# TASK
Can you write out the data below line for line, with every character unchanged?

# SUPPLIED MATERIAL
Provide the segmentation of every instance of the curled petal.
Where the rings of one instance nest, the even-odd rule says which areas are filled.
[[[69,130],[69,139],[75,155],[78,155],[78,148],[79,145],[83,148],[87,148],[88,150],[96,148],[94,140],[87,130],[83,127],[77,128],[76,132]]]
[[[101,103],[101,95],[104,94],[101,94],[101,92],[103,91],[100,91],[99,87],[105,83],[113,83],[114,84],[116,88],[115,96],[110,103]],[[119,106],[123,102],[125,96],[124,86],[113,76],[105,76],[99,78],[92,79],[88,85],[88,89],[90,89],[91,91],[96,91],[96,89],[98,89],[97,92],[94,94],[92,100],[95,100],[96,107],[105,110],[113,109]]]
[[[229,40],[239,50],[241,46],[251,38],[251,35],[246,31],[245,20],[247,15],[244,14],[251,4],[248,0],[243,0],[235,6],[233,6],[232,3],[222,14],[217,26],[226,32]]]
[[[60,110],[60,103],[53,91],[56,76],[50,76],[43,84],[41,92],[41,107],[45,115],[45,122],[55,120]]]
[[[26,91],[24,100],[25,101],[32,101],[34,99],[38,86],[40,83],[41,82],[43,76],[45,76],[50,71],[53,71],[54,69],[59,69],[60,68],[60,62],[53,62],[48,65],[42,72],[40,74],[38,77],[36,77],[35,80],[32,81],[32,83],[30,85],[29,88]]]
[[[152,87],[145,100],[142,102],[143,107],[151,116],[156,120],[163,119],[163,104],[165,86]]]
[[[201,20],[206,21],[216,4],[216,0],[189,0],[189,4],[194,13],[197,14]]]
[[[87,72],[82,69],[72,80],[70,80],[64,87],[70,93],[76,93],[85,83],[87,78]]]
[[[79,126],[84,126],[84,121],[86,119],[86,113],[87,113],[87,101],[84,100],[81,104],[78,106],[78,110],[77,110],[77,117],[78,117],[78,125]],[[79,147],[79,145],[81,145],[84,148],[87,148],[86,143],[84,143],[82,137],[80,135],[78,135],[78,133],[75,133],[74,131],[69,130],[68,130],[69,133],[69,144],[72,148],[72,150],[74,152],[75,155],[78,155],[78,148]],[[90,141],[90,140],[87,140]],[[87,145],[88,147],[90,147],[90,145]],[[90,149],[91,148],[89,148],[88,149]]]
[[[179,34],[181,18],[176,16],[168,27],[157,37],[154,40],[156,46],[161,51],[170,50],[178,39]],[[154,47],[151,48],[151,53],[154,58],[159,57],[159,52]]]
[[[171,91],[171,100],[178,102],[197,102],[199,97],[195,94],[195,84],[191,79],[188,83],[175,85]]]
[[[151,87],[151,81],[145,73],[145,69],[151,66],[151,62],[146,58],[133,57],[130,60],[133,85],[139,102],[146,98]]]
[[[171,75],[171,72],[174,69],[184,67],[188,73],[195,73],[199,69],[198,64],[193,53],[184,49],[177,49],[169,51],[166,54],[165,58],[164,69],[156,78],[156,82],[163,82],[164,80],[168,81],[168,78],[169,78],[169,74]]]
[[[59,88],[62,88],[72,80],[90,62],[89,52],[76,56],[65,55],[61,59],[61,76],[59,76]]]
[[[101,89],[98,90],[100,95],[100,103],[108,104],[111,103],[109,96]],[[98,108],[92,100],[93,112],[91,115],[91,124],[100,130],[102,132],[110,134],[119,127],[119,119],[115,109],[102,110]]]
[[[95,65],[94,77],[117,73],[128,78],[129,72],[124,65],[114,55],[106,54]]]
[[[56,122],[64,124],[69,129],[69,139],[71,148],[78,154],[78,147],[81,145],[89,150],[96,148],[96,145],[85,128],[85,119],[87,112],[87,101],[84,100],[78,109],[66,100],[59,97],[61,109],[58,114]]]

# OUTPUT BELOW
Provide the segmentation of every instance of the curled petal.
Where the rings of one instance nest, the even-odd rule says which areas are filled.
[[[69,130],[69,139],[75,155],[78,155],[78,148],[79,145],[83,148],[87,148],[88,150],[96,148],[94,140],[87,130],[83,127],[77,128],[76,132]]]
[[[101,103],[101,95],[104,94],[101,94],[101,92],[103,91],[100,91],[99,87],[105,83],[113,83],[114,84],[116,88],[115,96],[110,103]],[[119,106],[123,102],[125,96],[124,86],[113,76],[105,76],[99,78],[92,79],[88,85],[88,89],[90,89],[91,91],[96,91],[96,89],[98,89],[97,92],[94,94],[92,100],[95,100],[96,107],[105,110],[113,109]]]
[[[229,40],[239,50],[241,46],[251,38],[251,35],[246,31],[245,20],[247,15],[244,14],[251,4],[248,0],[243,0],[235,6],[233,6],[232,3],[222,14],[217,26],[226,32]]]
[[[60,110],[60,103],[53,91],[56,76],[50,76],[43,84],[41,92],[41,107],[45,115],[45,122],[55,120]]]
[[[26,91],[24,100],[25,101],[32,101],[34,99],[38,86],[40,83],[41,82],[43,76],[45,76],[50,71],[53,71],[54,69],[59,69],[60,68],[60,62],[53,62],[48,65],[42,72],[40,74],[38,77],[36,77],[35,80],[32,81],[32,83],[30,85],[29,88]]]
[[[152,87],[145,100],[142,102],[143,107],[151,116],[156,120],[163,119],[163,104],[165,86]]]
[[[201,20],[206,21],[216,4],[216,0],[189,0],[189,4],[194,13],[197,14]]]
[[[87,72],[82,69],[72,80],[70,80],[64,87],[70,93],[76,93],[85,83],[87,78]]]
[[[79,126],[84,126],[84,121],[86,119],[86,113],[87,113],[87,101],[84,100],[81,104],[78,106],[78,110],[77,110],[77,117],[78,117],[78,125]],[[79,147],[79,145],[81,145],[84,148],[87,148],[86,143],[84,143],[82,137],[80,135],[78,135],[78,133],[75,133],[74,131],[69,130],[68,130],[69,133],[69,144],[72,148],[72,150],[74,152],[75,155],[78,155],[78,148]],[[90,141],[90,140],[87,140]],[[87,145],[88,147],[90,147],[90,145]],[[90,149],[91,148],[89,148],[88,149]]]
[[[179,34],[181,18],[176,16],[168,27],[157,37],[154,40],[156,46],[161,51],[170,50],[178,39]],[[154,47],[151,48],[151,53],[154,58],[159,57],[159,52]]]
[[[171,91],[171,100],[178,102],[197,102],[199,97],[195,94],[195,84],[191,79],[188,83],[175,85]]]
[[[151,87],[151,81],[145,73],[145,69],[151,66],[151,62],[146,58],[133,57],[130,60],[133,85],[139,102],[146,98]]]
[[[171,75],[171,72],[174,69],[184,67],[188,73],[195,73],[199,69],[198,64],[193,53],[184,49],[177,49],[169,51],[166,54],[165,58],[164,69],[156,78],[156,82],[163,82],[164,80],[168,81],[168,78],[169,78],[169,74]]]
[[[59,88],[62,88],[72,80],[90,62],[89,52],[76,56],[65,55],[61,59],[61,76],[59,76]]]
[[[101,89],[98,90],[100,95],[100,103],[108,104],[111,103],[109,96]],[[98,108],[92,100],[93,112],[91,115],[91,124],[100,130],[102,132],[110,134],[119,127],[119,119],[115,109],[102,110]]]
[[[95,65],[94,77],[117,73],[128,78],[129,72],[124,65],[114,55],[106,54]]]
[[[56,122],[64,124],[69,129],[69,139],[71,148],[78,154],[78,147],[81,145],[89,150],[96,148],[96,145],[85,128],[85,119],[87,112],[87,101],[84,100],[78,109],[66,100],[59,97],[61,109],[58,114]]]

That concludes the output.